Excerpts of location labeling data
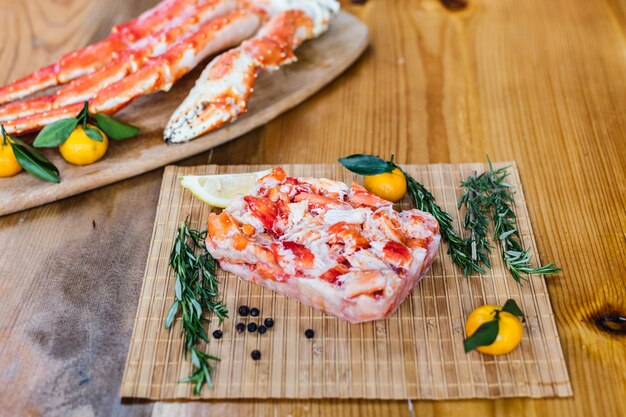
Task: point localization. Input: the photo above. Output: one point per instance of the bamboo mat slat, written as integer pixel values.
(416, 353)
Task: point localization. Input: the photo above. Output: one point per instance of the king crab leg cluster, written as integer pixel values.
(157, 59)
(224, 88)
(92, 57)
(124, 62)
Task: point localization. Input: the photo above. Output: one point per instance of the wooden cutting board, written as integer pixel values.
(319, 62)
(415, 353)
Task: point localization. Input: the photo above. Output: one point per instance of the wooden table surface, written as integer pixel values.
(539, 82)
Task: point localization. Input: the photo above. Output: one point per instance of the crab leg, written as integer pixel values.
(222, 91)
(158, 73)
(124, 62)
(92, 57)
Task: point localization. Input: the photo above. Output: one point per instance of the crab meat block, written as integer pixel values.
(335, 248)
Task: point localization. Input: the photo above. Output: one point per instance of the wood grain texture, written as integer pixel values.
(319, 62)
(415, 353)
(541, 83)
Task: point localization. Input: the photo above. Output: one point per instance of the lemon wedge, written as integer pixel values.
(218, 190)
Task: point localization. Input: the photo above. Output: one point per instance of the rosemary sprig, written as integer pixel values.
(425, 201)
(476, 221)
(196, 290)
(499, 201)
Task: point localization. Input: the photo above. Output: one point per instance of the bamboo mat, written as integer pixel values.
(416, 353)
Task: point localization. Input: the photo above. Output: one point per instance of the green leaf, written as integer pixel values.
(178, 288)
(195, 359)
(485, 335)
(171, 314)
(114, 128)
(363, 164)
(82, 116)
(94, 134)
(510, 306)
(197, 307)
(33, 162)
(55, 133)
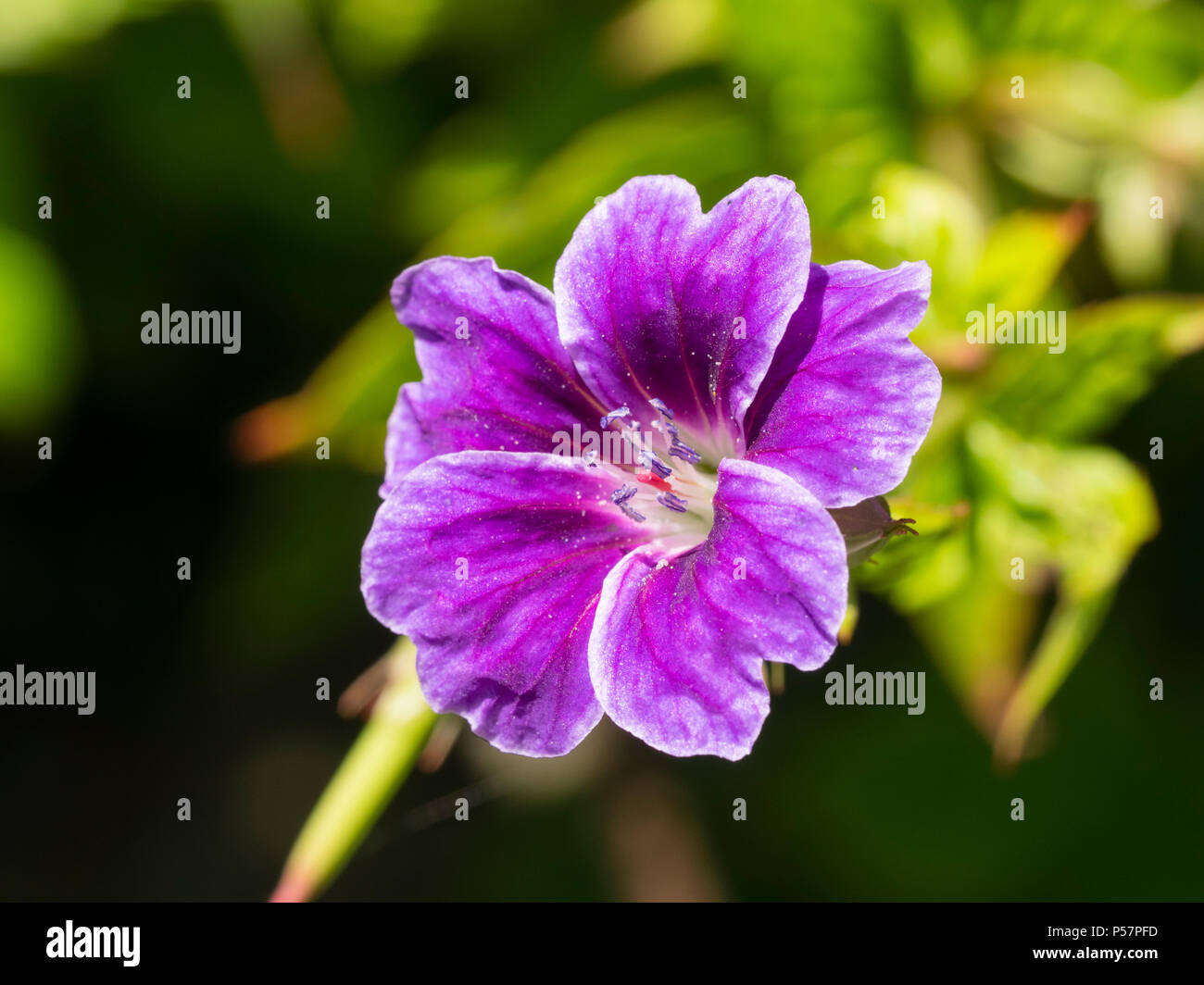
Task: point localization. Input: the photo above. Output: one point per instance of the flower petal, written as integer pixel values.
(649, 289)
(678, 640)
(492, 563)
(494, 371)
(849, 397)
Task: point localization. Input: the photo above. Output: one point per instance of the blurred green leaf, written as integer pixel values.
(37, 343)
(1112, 352)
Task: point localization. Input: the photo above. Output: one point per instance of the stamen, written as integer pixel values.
(654, 464)
(684, 452)
(622, 493)
(672, 503)
(619, 412)
(633, 513)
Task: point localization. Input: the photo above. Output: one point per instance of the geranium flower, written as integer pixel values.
(754, 392)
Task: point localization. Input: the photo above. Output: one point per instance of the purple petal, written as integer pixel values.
(678, 641)
(492, 563)
(849, 397)
(507, 384)
(649, 289)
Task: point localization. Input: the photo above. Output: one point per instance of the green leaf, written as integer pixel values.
(1112, 353)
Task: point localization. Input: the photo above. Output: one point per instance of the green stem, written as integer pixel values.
(366, 780)
(1070, 630)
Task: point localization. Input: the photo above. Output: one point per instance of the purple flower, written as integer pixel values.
(755, 391)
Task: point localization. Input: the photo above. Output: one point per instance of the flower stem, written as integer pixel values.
(1070, 630)
(366, 780)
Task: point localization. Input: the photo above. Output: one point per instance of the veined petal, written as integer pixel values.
(679, 639)
(493, 563)
(495, 375)
(650, 288)
(849, 397)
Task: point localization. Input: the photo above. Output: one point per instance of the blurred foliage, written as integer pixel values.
(1038, 203)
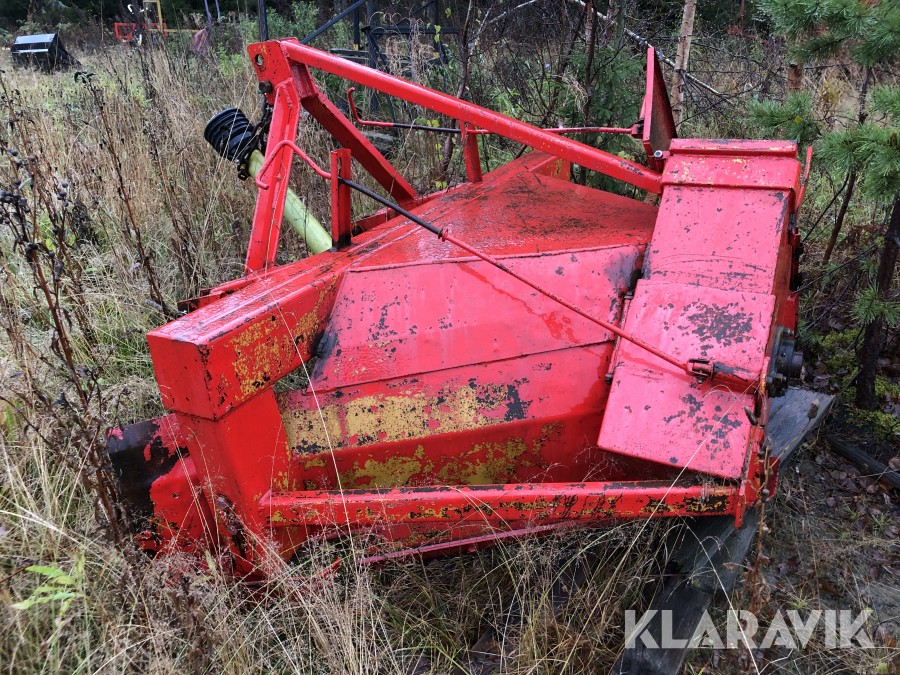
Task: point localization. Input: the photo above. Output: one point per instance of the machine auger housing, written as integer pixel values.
(500, 358)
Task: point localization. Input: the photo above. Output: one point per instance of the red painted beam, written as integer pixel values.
(539, 139)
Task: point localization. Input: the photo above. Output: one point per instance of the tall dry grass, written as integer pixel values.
(114, 208)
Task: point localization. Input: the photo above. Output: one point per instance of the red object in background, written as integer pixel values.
(447, 401)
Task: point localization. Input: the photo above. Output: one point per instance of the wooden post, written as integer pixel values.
(682, 58)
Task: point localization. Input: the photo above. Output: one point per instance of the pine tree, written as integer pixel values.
(868, 152)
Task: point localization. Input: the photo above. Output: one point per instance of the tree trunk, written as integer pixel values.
(839, 221)
(795, 77)
(682, 58)
(873, 337)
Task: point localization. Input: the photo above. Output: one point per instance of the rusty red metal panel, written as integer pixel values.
(714, 286)
(663, 415)
(483, 504)
(424, 320)
(510, 373)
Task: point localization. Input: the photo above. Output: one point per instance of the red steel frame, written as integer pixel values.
(432, 419)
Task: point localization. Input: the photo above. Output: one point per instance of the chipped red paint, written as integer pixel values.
(449, 403)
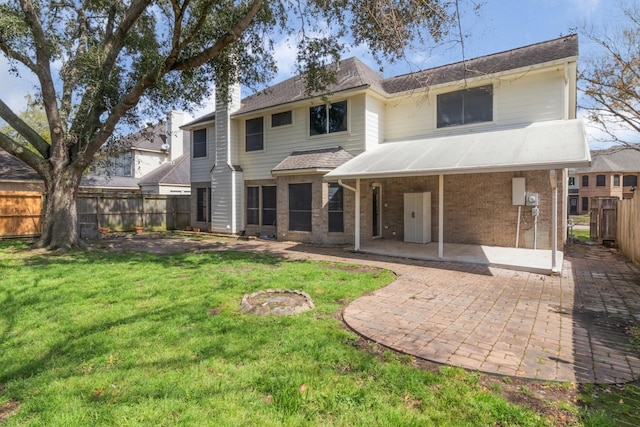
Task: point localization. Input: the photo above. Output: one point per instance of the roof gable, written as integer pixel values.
(350, 74)
(353, 74)
(539, 53)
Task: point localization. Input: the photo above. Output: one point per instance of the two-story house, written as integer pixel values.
(613, 173)
(474, 153)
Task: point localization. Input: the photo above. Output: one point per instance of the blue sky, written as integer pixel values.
(499, 25)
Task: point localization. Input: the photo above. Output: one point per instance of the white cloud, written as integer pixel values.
(15, 89)
(584, 8)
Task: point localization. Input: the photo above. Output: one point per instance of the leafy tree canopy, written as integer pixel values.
(610, 79)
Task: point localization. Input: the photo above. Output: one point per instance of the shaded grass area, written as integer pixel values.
(129, 339)
(581, 235)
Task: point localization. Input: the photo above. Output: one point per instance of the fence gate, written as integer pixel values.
(20, 213)
(603, 219)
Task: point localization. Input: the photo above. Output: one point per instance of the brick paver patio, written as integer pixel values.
(560, 328)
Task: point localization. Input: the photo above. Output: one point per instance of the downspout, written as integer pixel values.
(441, 216)
(356, 245)
(554, 219)
(567, 92)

▸ **Problem details**: Omit the pictures. Transcribe every record exactly.

▸ **Expected answer**:
Task: point localization. Input: the photo above. Output: one point per instance of the bamboo mat slat, written as integer pixel values.
(416, 353)
Task: point localization. Input: the photo above. Output: one point per instance of the king crab leg cluster, written as integer pixel values.
(157, 59)
(224, 88)
(92, 57)
(124, 62)
Task: point localization. Input: the photo above. Output: one point per instance of the wooden cutting board, written as integer pixel values.
(319, 62)
(415, 353)
Task: point localization. Input: the photo above. Output: one point per instance of the wooden table surface, written as integer pixel values.
(539, 82)
Task: point localization. Input: the photo above. Output: one point per instance of the crab leg, written as integer pixel values.
(222, 91)
(158, 73)
(124, 62)
(92, 57)
Task: point localization. Input: the photo above. Output: one point per instance of the crab meat block, written as integer pixel values.
(335, 248)
Task: point localization. Input: the photo above. Output: one point per instance of the wood grain texture, written as integer pixel values.
(319, 62)
(415, 353)
(541, 83)
Task: point localization. Input: the photo above. Output: one point per instance of the lemon wedge, written as integer pixel values.
(218, 190)
Task: point localization. Input: the photo above. Output: one point per instance of the rosemary sprig, written as integer pixel values.
(425, 201)
(476, 221)
(196, 290)
(499, 201)
Task: point localization. Input: the photo above. Output: one point per instance of the bamboo mat, written as integer pixel values.
(416, 353)
Task: point localization. Input: the photo above. Output: one point per instance of the green leaf, written as integer pixel values.
(178, 288)
(195, 359)
(485, 335)
(171, 314)
(114, 128)
(363, 164)
(82, 116)
(94, 134)
(510, 306)
(197, 307)
(33, 162)
(55, 133)
Task: point localization. Input: the photo above. Output: one point per instance of the flower petal, written as integer pixel values.
(649, 289)
(678, 640)
(492, 563)
(494, 371)
(849, 397)
Task: point localization. Input: the photo above. Output: one point per instance of the blurred green leaf, written as integer pixel values.
(37, 343)
(1112, 352)
Task: point localization. Input: the photo above. Output: one point per instance of the stamen, written as integer pixel values.
(654, 464)
(684, 452)
(622, 493)
(672, 503)
(619, 412)
(633, 513)
Task: point localization. Input: the photo above. Output: one point per instance of the geranium flower, written as integer pixel values.
(754, 392)
Task: point localization. Input: the photo above. Output: one point per instance of the purple petal, written as integer pixel values.
(678, 641)
(492, 563)
(849, 397)
(507, 384)
(649, 289)
Task: point localization. Input: the photo above. Output: one point per instance of the green leaf, written as integer pixel values.
(1112, 353)
Task: point localization. Input: the photo above. Output: one point per instance of the green stem, written as integer pixel values.
(366, 780)
(1070, 630)
Task: point localization. Input: the photo above. Output: one point per instance of the purple flower, written as integer pixel values.
(755, 391)
Task: point localization. Input: the photo above. Output: one point per instance of the flower stem, written as integer pixel values.
(1070, 630)
(366, 780)
Task: point localization. Input: the photo above. Output: one point per instance of the veined petal, written as integer pixel values.
(679, 639)
(493, 563)
(495, 375)
(650, 288)
(849, 397)
Task: point localization. Input: the photo above. Output: one point per instance of the blurred foliage, written as integer pixel values.
(1038, 203)
Task: point localization. Input: the photo above. Output: one point per instance of the machine auger housing, written as integer pixel values.
(500, 358)
Task: point localization. Input: the photo above. Output: one point per instance of the red painted beam, written as integer pixel values.
(539, 139)
Task: point localization. Input: the photo above. Output: one point per instance of the tall dry grass, written as integer pixel values.
(114, 208)
Task: point localization. Input: the photo above. Output: one point per instance of the red object in background, written as integer pixel values.
(447, 401)
Task: point localization. Input: the photo above. Output: one point per instance of the wooden post, written as integer pixel values.
(682, 58)
Task: point localization. Input: the photo above. Output: one point per instance of the pine tree, written as integer pixel values.
(868, 152)
Task: point localization. Input: the photo above. Output: one point per instance of the tree trunk, written as integer pixel values.
(839, 221)
(795, 77)
(682, 58)
(873, 337)
Task: point localization. Input: the photo above. Output: one point per instance of the rusty red metal panel, written as integer pixel values.
(714, 286)
(663, 415)
(483, 504)
(424, 320)
(510, 373)
Task: point localization. Input: the photo above. Output: one point per instance of the red steel frame, written as integer pixel values.
(432, 419)
Task: point localization. Input: the photo above. Output: one point per instance of the chipped red paint, written as integer pixel values.
(449, 403)
Task: point localization. Input: the photo above. Output: one point per instance of the roof gable, written as integer pixel values.
(350, 74)
(353, 74)
(539, 53)
Task: point localization. Input: the photo above. Output: one point per instance of the two-story house, written as integer pixel values.
(613, 173)
(474, 153)
Task: point localization. Input: the photo above. Output: one point per instance of the blue sky, written as integer pixel values.
(499, 25)
Task: point localization. Input: the photo above. Output: one point per instance of the white cloud, written as integer pixel values.
(15, 89)
(584, 8)
Task: point localization. Input: the photo above. Output: one point per instance of the leafy tree canopy, written as integer pixel values.
(610, 79)
Task: point localization. Input: the photo above. Output: one point per instance of the shaded grass area, written as integer pixel values.
(129, 339)
(581, 235)
Task: point localization. Input: the photo above. Output: one point per instance of the fence gate, written as integer pixel values.
(20, 213)
(603, 219)
Task: point localization. Input: the photo above. Output: one point per instance of the brick paver patio, written as integer pixel values.
(560, 328)
Task: point localization. Input: the photo above. Output: one point per instance of the downspout, written as integer pixel values.
(441, 216)
(356, 245)
(554, 219)
(567, 92)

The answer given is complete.